Aim of the exercise: Count how many lines in the records below contain the string "charred", treating uppercase and lowercase letters as distinct. Reply with that number alone.

Dataset content:
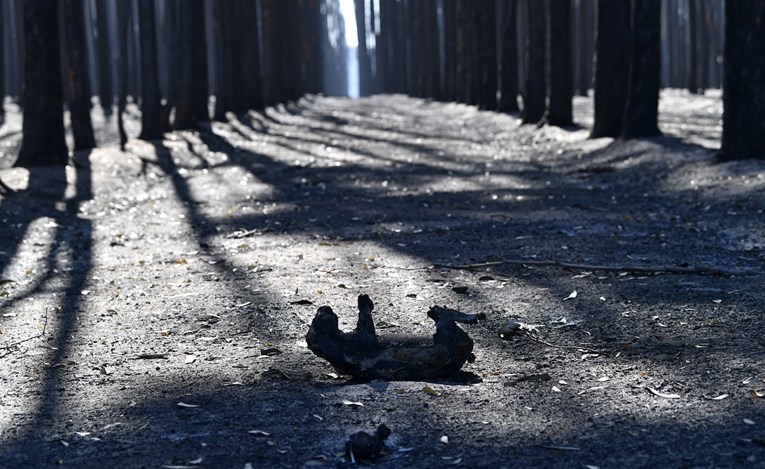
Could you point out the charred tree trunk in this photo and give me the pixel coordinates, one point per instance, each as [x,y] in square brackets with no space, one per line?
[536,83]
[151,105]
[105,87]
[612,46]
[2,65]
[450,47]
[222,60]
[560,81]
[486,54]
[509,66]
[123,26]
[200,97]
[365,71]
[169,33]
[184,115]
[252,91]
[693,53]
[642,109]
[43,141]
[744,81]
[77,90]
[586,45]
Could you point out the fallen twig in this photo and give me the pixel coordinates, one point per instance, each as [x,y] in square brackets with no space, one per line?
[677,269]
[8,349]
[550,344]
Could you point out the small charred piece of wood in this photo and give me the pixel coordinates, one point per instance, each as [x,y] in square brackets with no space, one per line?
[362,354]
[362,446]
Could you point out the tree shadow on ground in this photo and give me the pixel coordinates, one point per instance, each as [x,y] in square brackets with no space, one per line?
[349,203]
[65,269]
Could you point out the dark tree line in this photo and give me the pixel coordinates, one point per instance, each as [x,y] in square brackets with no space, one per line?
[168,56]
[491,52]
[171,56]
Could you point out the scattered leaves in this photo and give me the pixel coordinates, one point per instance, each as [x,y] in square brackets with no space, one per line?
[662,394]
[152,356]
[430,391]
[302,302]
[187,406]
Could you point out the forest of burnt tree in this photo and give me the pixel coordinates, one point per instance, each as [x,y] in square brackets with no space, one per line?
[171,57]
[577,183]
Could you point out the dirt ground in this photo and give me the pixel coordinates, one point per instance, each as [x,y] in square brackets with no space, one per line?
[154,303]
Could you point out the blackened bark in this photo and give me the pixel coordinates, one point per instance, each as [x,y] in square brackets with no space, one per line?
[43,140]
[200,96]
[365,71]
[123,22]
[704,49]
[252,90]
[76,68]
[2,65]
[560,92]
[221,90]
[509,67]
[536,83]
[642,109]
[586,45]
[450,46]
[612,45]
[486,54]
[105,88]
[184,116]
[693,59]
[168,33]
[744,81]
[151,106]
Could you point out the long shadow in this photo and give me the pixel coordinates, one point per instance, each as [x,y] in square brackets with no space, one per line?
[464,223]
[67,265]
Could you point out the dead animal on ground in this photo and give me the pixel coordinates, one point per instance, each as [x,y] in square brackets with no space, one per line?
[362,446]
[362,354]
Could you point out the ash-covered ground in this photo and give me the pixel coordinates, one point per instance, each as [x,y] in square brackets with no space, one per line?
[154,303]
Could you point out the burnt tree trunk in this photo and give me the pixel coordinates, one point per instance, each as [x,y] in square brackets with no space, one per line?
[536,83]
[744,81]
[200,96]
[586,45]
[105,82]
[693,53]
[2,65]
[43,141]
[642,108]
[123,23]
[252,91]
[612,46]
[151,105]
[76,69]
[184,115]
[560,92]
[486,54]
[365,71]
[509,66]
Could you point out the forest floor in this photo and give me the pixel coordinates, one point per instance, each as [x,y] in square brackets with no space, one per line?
==
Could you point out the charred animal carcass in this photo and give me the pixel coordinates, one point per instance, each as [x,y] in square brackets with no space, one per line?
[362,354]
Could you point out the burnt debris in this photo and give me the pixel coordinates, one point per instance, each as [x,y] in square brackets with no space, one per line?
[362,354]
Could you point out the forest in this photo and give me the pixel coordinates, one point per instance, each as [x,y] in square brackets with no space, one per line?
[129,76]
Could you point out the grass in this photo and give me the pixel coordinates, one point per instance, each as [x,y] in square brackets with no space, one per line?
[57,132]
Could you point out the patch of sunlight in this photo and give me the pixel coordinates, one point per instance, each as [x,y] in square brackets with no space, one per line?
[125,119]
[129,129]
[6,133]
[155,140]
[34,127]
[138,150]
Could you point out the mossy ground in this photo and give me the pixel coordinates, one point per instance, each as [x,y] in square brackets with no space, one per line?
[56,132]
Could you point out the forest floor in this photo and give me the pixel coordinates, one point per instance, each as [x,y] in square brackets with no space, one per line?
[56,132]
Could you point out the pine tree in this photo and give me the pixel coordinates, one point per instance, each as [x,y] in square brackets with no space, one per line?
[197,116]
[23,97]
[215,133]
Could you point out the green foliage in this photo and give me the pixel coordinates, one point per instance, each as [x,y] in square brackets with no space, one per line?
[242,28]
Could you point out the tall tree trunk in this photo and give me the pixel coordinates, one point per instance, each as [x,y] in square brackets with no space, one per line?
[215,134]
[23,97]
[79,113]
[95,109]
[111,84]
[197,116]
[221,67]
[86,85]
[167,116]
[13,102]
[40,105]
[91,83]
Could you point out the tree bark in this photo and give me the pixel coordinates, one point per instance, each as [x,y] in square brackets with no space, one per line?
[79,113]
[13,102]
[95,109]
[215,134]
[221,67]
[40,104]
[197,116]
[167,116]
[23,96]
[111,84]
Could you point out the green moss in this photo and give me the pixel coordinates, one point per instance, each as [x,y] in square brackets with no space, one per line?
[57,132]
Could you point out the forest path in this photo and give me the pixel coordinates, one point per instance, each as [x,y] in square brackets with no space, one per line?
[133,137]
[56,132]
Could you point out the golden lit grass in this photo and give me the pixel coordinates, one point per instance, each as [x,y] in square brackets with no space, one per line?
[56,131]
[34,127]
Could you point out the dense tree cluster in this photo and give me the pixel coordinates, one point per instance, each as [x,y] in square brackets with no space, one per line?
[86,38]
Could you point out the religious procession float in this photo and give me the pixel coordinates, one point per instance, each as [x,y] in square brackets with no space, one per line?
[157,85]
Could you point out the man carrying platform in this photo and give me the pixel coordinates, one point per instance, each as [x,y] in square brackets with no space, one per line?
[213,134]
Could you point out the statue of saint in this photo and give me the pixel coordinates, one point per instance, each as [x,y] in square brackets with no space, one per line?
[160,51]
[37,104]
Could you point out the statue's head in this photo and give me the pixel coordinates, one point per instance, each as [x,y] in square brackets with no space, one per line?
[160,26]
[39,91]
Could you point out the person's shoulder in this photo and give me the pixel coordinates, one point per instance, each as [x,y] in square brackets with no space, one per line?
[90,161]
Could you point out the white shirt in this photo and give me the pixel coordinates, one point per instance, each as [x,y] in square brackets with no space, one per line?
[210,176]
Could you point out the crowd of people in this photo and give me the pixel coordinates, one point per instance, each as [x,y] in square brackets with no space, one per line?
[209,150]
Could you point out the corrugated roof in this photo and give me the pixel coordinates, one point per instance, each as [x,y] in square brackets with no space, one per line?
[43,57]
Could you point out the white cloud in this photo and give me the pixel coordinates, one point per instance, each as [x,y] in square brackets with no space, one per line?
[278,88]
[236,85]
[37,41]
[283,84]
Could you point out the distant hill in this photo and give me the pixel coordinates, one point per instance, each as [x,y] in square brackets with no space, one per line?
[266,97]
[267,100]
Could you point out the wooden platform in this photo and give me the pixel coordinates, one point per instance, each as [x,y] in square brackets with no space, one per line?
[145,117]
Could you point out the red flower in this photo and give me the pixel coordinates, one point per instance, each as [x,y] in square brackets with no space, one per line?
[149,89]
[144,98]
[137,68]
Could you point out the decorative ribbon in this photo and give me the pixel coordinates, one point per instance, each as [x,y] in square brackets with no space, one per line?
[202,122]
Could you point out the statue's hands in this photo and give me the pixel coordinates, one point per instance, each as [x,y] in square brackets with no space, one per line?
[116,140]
==
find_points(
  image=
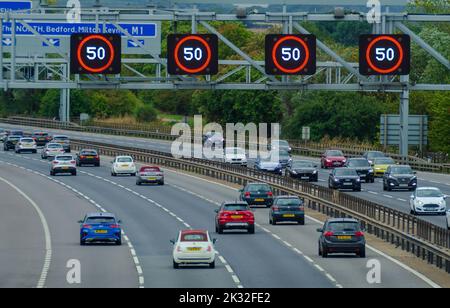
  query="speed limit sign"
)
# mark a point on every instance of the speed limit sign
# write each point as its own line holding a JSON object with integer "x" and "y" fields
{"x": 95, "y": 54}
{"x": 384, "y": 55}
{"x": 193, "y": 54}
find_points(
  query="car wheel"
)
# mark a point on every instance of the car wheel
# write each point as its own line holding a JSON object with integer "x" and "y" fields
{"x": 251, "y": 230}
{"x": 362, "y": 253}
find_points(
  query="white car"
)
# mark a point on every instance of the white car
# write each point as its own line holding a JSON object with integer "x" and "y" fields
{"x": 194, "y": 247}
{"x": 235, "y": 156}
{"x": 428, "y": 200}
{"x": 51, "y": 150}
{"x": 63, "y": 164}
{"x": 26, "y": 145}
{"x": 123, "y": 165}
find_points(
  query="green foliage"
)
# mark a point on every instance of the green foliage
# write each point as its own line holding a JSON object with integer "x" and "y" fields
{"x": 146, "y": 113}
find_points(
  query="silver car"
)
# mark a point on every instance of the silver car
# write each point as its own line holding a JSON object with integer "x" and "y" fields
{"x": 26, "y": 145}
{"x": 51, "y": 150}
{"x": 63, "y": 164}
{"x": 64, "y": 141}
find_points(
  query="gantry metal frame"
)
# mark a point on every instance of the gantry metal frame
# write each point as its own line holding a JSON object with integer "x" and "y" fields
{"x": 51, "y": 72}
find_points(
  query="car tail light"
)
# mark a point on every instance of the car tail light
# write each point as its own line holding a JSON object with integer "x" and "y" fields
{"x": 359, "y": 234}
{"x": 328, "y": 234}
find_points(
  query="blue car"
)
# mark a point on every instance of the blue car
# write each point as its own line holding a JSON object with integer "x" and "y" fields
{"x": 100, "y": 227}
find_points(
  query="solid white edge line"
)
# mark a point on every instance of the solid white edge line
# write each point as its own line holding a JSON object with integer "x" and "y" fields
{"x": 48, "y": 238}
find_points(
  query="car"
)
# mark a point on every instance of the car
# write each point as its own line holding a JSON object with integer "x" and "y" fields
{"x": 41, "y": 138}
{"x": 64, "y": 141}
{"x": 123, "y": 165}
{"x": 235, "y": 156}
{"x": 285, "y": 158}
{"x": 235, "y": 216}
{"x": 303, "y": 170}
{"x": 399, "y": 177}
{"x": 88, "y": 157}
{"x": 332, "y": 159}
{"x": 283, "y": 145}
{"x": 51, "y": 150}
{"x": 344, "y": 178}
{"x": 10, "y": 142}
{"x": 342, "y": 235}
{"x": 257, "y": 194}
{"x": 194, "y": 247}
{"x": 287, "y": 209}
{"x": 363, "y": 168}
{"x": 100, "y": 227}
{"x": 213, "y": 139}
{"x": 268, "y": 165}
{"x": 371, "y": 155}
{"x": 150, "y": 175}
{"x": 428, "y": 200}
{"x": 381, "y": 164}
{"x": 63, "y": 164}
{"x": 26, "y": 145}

Result for this task: 3